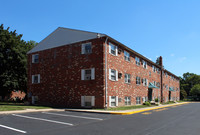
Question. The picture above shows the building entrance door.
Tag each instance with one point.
(169, 95)
(150, 94)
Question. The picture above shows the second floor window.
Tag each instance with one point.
(144, 64)
(145, 82)
(138, 80)
(35, 79)
(113, 75)
(113, 49)
(88, 74)
(35, 58)
(127, 78)
(126, 56)
(154, 68)
(86, 48)
(137, 61)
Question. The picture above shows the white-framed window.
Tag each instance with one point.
(138, 100)
(127, 100)
(35, 58)
(87, 101)
(145, 82)
(113, 101)
(166, 75)
(88, 74)
(154, 68)
(144, 64)
(113, 49)
(127, 78)
(35, 79)
(126, 56)
(167, 87)
(86, 48)
(137, 61)
(154, 83)
(138, 80)
(158, 84)
(113, 75)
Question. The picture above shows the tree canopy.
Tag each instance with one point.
(13, 61)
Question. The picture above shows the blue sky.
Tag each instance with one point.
(167, 28)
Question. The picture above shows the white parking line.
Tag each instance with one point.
(14, 129)
(28, 117)
(72, 116)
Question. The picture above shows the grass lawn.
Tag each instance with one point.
(127, 107)
(7, 106)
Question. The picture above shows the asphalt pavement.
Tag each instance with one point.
(174, 120)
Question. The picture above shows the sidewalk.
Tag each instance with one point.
(126, 112)
(30, 110)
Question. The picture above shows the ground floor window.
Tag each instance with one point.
(87, 101)
(127, 100)
(113, 101)
(138, 100)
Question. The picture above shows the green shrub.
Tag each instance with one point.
(156, 100)
(147, 103)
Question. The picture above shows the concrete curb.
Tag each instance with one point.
(129, 112)
(31, 110)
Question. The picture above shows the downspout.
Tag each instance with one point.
(106, 84)
(161, 79)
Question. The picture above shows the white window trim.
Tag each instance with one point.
(127, 58)
(116, 75)
(137, 60)
(126, 79)
(116, 49)
(33, 58)
(33, 78)
(83, 48)
(144, 64)
(92, 74)
(116, 101)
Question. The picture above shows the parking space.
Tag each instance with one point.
(47, 122)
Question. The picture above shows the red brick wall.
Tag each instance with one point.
(60, 73)
(121, 89)
(61, 84)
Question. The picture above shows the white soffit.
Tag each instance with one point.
(63, 36)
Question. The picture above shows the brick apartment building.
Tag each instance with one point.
(74, 68)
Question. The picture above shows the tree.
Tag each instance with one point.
(195, 91)
(13, 61)
(188, 81)
(183, 94)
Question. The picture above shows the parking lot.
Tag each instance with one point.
(43, 123)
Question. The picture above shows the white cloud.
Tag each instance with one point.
(182, 59)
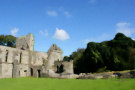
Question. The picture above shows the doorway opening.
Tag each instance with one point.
(39, 73)
(31, 70)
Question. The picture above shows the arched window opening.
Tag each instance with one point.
(60, 69)
(6, 56)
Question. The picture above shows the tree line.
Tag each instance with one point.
(114, 55)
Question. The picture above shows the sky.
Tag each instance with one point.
(70, 24)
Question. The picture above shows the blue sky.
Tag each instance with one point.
(68, 23)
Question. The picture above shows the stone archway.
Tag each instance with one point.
(60, 69)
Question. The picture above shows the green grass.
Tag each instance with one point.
(66, 84)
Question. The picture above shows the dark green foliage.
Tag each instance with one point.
(7, 40)
(117, 54)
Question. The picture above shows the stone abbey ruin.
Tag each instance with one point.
(23, 61)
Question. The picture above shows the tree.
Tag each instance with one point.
(115, 55)
(7, 40)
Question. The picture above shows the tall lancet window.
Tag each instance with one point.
(20, 57)
(6, 56)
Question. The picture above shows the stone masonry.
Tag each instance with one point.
(22, 61)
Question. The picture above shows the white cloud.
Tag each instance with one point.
(43, 32)
(125, 28)
(61, 34)
(52, 13)
(67, 14)
(92, 1)
(101, 38)
(14, 31)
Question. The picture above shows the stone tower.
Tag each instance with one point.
(54, 54)
(25, 42)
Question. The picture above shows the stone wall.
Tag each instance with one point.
****************
Exercise description ▸ Transcribe the material above word for word; images do not belong in the copy.

Exercise answer ▸
Question. The picture above shows the building entrance door.
Tag each instance with one point.
(169, 95)
(150, 94)
Question. The picture above shows the second floor window.
Tag each instance with one point.
(144, 64)
(145, 82)
(138, 80)
(35, 79)
(113, 75)
(113, 49)
(88, 74)
(35, 58)
(127, 78)
(126, 56)
(154, 68)
(86, 48)
(137, 61)
Question. The picture above shows the white-framed window.
Tag each instance with one point.
(138, 100)
(127, 100)
(35, 58)
(87, 101)
(145, 82)
(113, 101)
(166, 75)
(88, 74)
(154, 68)
(144, 64)
(113, 49)
(127, 78)
(35, 79)
(126, 56)
(167, 87)
(86, 48)
(137, 61)
(154, 83)
(138, 80)
(158, 84)
(113, 75)
Question. The picture above shows the tree canopy.
Tag each instance with one point.
(13, 61)
Question. The picture above shows the blue sky.
Tag each instance with one point.
(167, 28)
Question. The picture above shows the white parking line.
Tag each instance with one point.
(14, 129)
(28, 117)
(72, 116)
Question. The picture above shows the grass lawn.
Tag each instance with one point.
(127, 107)
(7, 106)
Question. The picture above shows the asphalt pavement.
Tag each instance with one point.
(174, 120)
Question. The picture above shows the sidewalk.
Tag each instance with one point.
(126, 112)
(30, 110)
Question. The picture above shows the ground floor window.
Tag each instance with one point.
(87, 101)
(127, 100)
(113, 101)
(138, 100)
Question. The picture above shows the green shrub.
Tag each instance with one point.
(156, 100)
(147, 103)
Question. The picture above shows the concrete curb.
Tag each instance with one point.
(129, 112)
(31, 110)
Question. The picture above shows the downspout.
Tag each instance with one point.
(106, 84)
(161, 79)
Question. The picture above shows the white window trim.
Tag each instance with one point.
(127, 58)
(116, 75)
(137, 60)
(126, 79)
(116, 49)
(33, 58)
(33, 78)
(83, 48)
(144, 64)
(92, 74)
(116, 101)
Question. The picture above shows the parking space.
Tag each instance with one point.
(47, 122)
Question. The picture above shows the red brick wall.
Tag each instance with one point.
(60, 73)
(121, 89)
(61, 84)
Question. The picture above shows the white soffit.
Tag each instance with one point.
(63, 36)
Question. The picture above shows the brick apartment building.
Tag each instance with one point.
(74, 68)
Question. The picture above shows the tree.
Tag each instance with one point.
(195, 91)
(13, 61)
(188, 81)
(183, 94)
Question. The picture above shows the parking lot.
Tag each instance with one point.
(43, 123)
Question. The picture above shows the white cloud.
Tag each instance with one point.
(182, 59)
Question. The picture above shows the doorway opening.
Tag each instance with one point.
(39, 73)
(31, 70)
Question. The picture above shows the arched window opening.
Tag each instance with one point.
(60, 69)
(6, 56)
Question. The picture above shows the tree line.
Tag each instance with one point.
(114, 55)
Question. The picture above shows the sky.
Tag each instance with one point.
(70, 24)
Question. The picture above shows the blue sky.
Tag each instance with one point.
(68, 23)
Question. The picture above shows the stone archway.
Tag each instance with one point.
(60, 69)
Question. The picture above shows the green grass.
Tag each instance with one point.
(66, 84)
Question. The picture above shows the dark green foliage.
Tag each instance with one point.
(7, 40)
(117, 54)
Question. The picture above shows the stone abbey ruin.
Tag each instance with one point.
(23, 61)
Question. The picture above shows the tree.
Tag each instance with one point.
(115, 55)
(7, 40)
Question. The picture above shows the tall lancet window.
Tag each instance with one point.
(20, 57)
(6, 56)
Question. The picture above shows the stone masonry.
Tag each instance with one point.
(22, 61)
Question. The picture above shows the white cloud.
Tag each instance with one point.
(43, 32)
(125, 28)
(61, 34)
(52, 13)
(67, 14)
(92, 1)
(101, 38)
(14, 31)
Question. The picture above shows the stone tower.
Tag each instance with one point.
(54, 54)
(25, 42)
Question. The picture above shows the stone wall.
Tag each instance with one point.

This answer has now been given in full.